*Directions*
Exclude the images, then return every line below exactly as written.

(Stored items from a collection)
=======
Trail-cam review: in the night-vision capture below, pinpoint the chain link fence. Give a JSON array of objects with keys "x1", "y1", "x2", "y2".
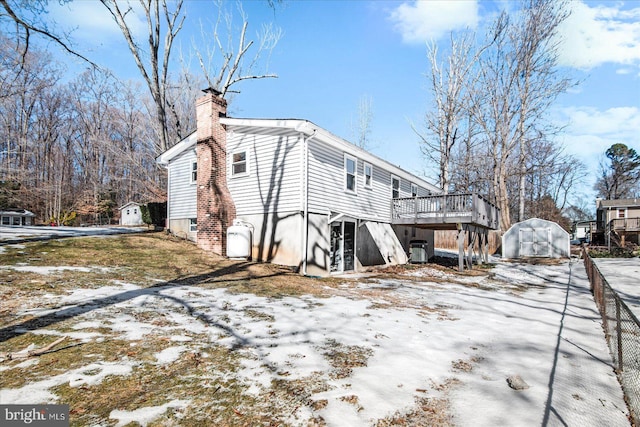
[{"x1": 583, "y1": 250, "x2": 640, "y2": 425}]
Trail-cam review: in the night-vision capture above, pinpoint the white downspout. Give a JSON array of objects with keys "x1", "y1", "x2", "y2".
[
  {"x1": 166, "y1": 166, "x2": 171, "y2": 231},
  {"x1": 300, "y1": 129, "x2": 317, "y2": 276}
]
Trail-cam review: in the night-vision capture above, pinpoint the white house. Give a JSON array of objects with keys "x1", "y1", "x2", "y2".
[
  {"x1": 157, "y1": 89, "x2": 441, "y2": 276},
  {"x1": 119, "y1": 202, "x2": 144, "y2": 226},
  {"x1": 0, "y1": 209, "x2": 35, "y2": 226}
]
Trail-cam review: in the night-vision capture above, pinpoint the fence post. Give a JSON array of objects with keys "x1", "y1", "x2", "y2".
[{"x1": 616, "y1": 297, "x2": 623, "y2": 372}]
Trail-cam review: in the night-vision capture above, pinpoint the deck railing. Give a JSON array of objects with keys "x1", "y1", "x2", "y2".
[
  {"x1": 610, "y1": 217, "x2": 640, "y2": 232},
  {"x1": 392, "y1": 193, "x2": 500, "y2": 230}
]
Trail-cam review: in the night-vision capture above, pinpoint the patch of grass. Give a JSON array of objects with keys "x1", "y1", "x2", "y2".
[
  {"x1": 320, "y1": 339, "x2": 373, "y2": 380},
  {"x1": 375, "y1": 396, "x2": 453, "y2": 427}
]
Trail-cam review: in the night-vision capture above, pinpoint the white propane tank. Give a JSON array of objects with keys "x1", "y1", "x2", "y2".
[{"x1": 226, "y1": 220, "x2": 252, "y2": 259}]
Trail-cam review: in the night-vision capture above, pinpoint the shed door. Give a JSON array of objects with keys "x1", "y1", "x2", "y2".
[{"x1": 519, "y1": 227, "x2": 551, "y2": 257}]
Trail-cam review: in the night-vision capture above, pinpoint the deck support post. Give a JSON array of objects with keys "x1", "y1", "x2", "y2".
[
  {"x1": 467, "y1": 228, "x2": 474, "y2": 269},
  {"x1": 457, "y1": 223, "x2": 464, "y2": 272}
]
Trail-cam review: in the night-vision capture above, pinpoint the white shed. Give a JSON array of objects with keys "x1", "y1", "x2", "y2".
[
  {"x1": 502, "y1": 218, "x2": 570, "y2": 259},
  {"x1": 119, "y1": 202, "x2": 144, "y2": 226},
  {"x1": 0, "y1": 209, "x2": 35, "y2": 226}
]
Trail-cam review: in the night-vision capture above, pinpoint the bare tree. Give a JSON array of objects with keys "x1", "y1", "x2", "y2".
[
  {"x1": 0, "y1": 0, "x2": 96, "y2": 67},
  {"x1": 192, "y1": 1, "x2": 281, "y2": 97},
  {"x1": 418, "y1": 31, "x2": 491, "y2": 194},
  {"x1": 465, "y1": 0, "x2": 572, "y2": 230},
  {"x1": 350, "y1": 94, "x2": 373, "y2": 149},
  {"x1": 512, "y1": 0, "x2": 571, "y2": 221},
  {"x1": 100, "y1": 0, "x2": 185, "y2": 153}
]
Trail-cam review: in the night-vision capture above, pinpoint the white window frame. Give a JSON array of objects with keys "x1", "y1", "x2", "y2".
[
  {"x1": 364, "y1": 162, "x2": 373, "y2": 189},
  {"x1": 391, "y1": 175, "x2": 400, "y2": 199},
  {"x1": 231, "y1": 150, "x2": 249, "y2": 178},
  {"x1": 344, "y1": 154, "x2": 357, "y2": 193},
  {"x1": 190, "y1": 160, "x2": 197, "y2": 184},
  {"x1": 411, "y1": 183, "x2": 418, "y2": 197},
  {"x1": 189, "y1": 218, "x2": 197, "y2": 232}
]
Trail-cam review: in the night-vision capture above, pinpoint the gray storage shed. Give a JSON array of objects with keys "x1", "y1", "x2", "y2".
[{"x1": 502, "y1": 218, "x2": 570, "y2": 259}]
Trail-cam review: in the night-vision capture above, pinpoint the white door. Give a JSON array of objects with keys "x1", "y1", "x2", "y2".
[{"x1": 519, "y1": 227, "x2": 551, "y2": 257}]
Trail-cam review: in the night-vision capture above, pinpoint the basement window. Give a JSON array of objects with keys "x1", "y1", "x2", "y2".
[{"x1": 189, "y1": 218, "x2": 197, "y2": 232}]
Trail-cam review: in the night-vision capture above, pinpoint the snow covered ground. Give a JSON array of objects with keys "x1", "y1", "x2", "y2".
[
  {"x1": 0, "y1": 258, "x2": 630, "y2": 426},
  {"x1": 0, "y1": 225, "x2": 147, "y2": 243}
]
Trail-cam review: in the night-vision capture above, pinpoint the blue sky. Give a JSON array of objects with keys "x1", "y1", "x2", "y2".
[{"x1": 46, "y1": 0, "x2": 640, "y2": 202}]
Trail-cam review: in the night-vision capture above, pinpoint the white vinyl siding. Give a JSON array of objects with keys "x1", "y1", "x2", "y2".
[
  {"x1": 307, "y1": 140, "x2": 431, "y2": 221},
  {"x1": 227, "y1": 132, "x2": 302, "y2": 215},
  {"x1": 167, "y1": 149, "x2": 197, "y2": 220}
]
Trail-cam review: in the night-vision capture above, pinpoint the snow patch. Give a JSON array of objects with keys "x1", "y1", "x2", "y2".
[
  {"x1": 154, "y1": 346, "x2": 187, "y2": 365},
  {"x1": 0, "y1": 361, "x2": 136, "y2": 404},
  {"x1": 109, "y1": 399, "x2": 190, "y2": 427}
]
=======
*The completed task*
Trail-cam review: in the night-vision capture below, pinpoint the chain link fence. Give a JSON array of objects with keys "x1", "y1", "x2", "y2".
[{"x1": 583, "y1": 250, "x2": 640, "y2": 425}]
Trail-cam review: in the night-vision capture above, pinpoint the white downspout. Give a JSON array of objects with keys "x1", "y1", "x2", "y2".
[
  {"x1": 166, "y1": 166, "x2": 171, "y2": 231},
  {"x1": 300, "y1": 129, "x2": 317, "y2": 276}
]
Trail-cam review: in the night-vision capture above, pinpoint the white house. Give a JSON array of objects with keys "x1", "y1", "x2", "y2".
[
  {"x1": 157, "y1": 89, "x2": 441, "y2": 276},
  {"x1": 119, "y1": 202, "x2": 144, "y2": 226},
  {"x1": 0, "y1": 209, "x2": 35, "y2": 226}
]
Trail-cam review: in the night-vision capture above, pinpoint the fence post. Give a JSON array of objects with keys "x1", "y1", "x2", "y2".
[{"x1": 616, "y1": 297, "x2": 623, "y2": 372}]
Trail-cam review: in the night-vision capture above, pinpoint the deck railing. Give a JSON array of objects with keys "x1", "y1", "x2", "y2".
[
  {"x1": 610, "y1": 217, "x2": 640, "y2": 232},
  {"x1": 392, "y1": 193, "x2": 500, "y2": 230}
]
Trail-cam review: in the night-vision capture above, pinpoint the patch of grass. Give a JSON array of objects with keys "x1", "y1", "x2", "y2".
[
  {"x1": 320, "y1": 339, "x2": 373, "y2": 380},
  {"x1": 375, "y1": 396, "x2": 453, "y2": 427}
]
Trail-cam review: in the night-vision capture above, pinpoint the white propane tank. Give a JSON array of objects with keys "x1", "y1", "x2", "y2".
[{"x1": 226, "y1": 220, "x2": 252, "y2": 259}]
Trail-cam review: in the night-vision capture above, pinpoint the shed door. Give a JSON array of objects with keys "x1", "y1", "x2", "y2".
[{"x1": 519, "y1": 227, "x2": 551, "y2": 257}]
Trail-cam review: in the night-vision capture above, pinpoint the deck support post. Give a JSON array of objects with keys "x1", "y1", "x2", "y2".
[
  {"x1": 467, "y1": 228, "x2": 474, "y2": 269},
  {"x1": 457, "y1": 223, "x2": 464, "y2": 272}
]
Trail-cam review: in the night-vision capture above, pinpoint the white shed. Give a JSON array of objects with keys "x1", "y1", "x2", "y2".
[
  {"x1": 502, "y1": 218, "x2": 570, "y2": 259},
  {"x1": 119, "y1": 202, "x2": 144, "y2": 226},
  {"x1": 0, "y1": 209, "x2": 35, "y2": 226}
]
Trail-cam review: in the night-vision capture above, pinpoint the bare tree. Give a JSON array of objects with keys "x1", "y1", "x2", "y2".
[
  {"x1": 0, "y1": 0, "x2": 96, "y2": 67},
  {"x1": 192, "y1": 1, "x2": 281, "y2": 97},
  {"x1": 418, "y1": 31, "x2": 491, "y2": 194},
  {"x1": 465, "y1": 0, "x2": 572, "y2": 230},
  {"x1": 350, "y1": 94, "x2": 373, "y2": 149},
  {"x1": 512, "y1": 0, "x2": 571, "y2": 221},
  {"x1": 100, "y1": 0, "x2": 185, "y2": 153}
]
Trail-cam review: in the night-vision capture above, pinpoint the white window frame. Give a JSON array of objects with keys "x1", "y1", "x2", "y2".
[
  {"x1": 364, "y1": 162, "x2": 373, "y2": 189},
  {"x1": 391, "y1": 175, "x2": 400, "y2": 199},
  {"x1": 231, "y1": 150, "x2": 249, "y2": 178},
  {"x1": 344, "y1": 154, "x2": 357, "y2": 193},
  {"x1": 190, "y1": 160, "x2": 197, "y2": 184},
  {"x1": 411, "y1": 183, "x2": 418, "y2": 197},
  {"x1": 189, "y1": 218, "x2": 197, "y2": 232}
]
Trail-cam review: in the night-vision capture above, pinpoint the gray storage shed. Give a JSON array of objects with keys "x1", "y1", "x2", "y2".
[{"x1": 502, "y1": 218, "x2": 570, "y2": 259}]
Trail-cam review: in the night-vision capture above, pinpoint the white door. Give a JSON array of objects with keys "x1", "y1", "x2", "y2".
[{"x1": 519, "y1": 227, "x2": 551, "y2": 257}]
Trail-cam review: in the night-vision capture above, pinpoint the basement window. Give a JSON array of objects with keys "x1", "y1", "x2", "y2".
[{"x1": 189, "y1": 218, "x2": 197, "y2": 232}]
Trail-cam review: in the night-vision capture above, pinpoint the snow covered ground. Give a JSON array of objects with keys "x1", "y1", "x2", "y2".
[
  {"x1": 0, "y1": 258, "x2": 630, "y2": 426},
  {"x1": 0, "y1": 225, "x2": 147, "y2": 243}
]
Trail-cam review: in the night-vision capture above, pinpoint the blue sky. Give a JSON array of objects with keys "x1", "y1", "x2", "y2".
[{"x1": 46, "y1": 0, "x2": 640, "y2": 202}]
Trail-cam review: in the night-vision capture above, pinpoint the white vinyl siding. Give a JSON array of objects with keys "x1", "y1", "x2", "y2".
[
  {"x1": 307, "y1": 140, "x2": 431, "y2": 221},
  {"x1": 227, "y1": 132, "x2": 302, "y2": 215},
  {"x1": 167, "y1": 149, "x2": 197, "y2": 220}
]
Trail-cam review: in the night-vision capture above, pinpoint the snow patch. Give a JSON array of objects with keys "x1", "y1", "x2", "y2".
[
  {"x1": 154, "y1": 346, "x2": 187, "y2": 365},
  {"x1": 0, "y1": 361, "x2": 136, "y2": 404},
  {"x1": 109, "y1": 399, "x2": 190, "y2": 427}
]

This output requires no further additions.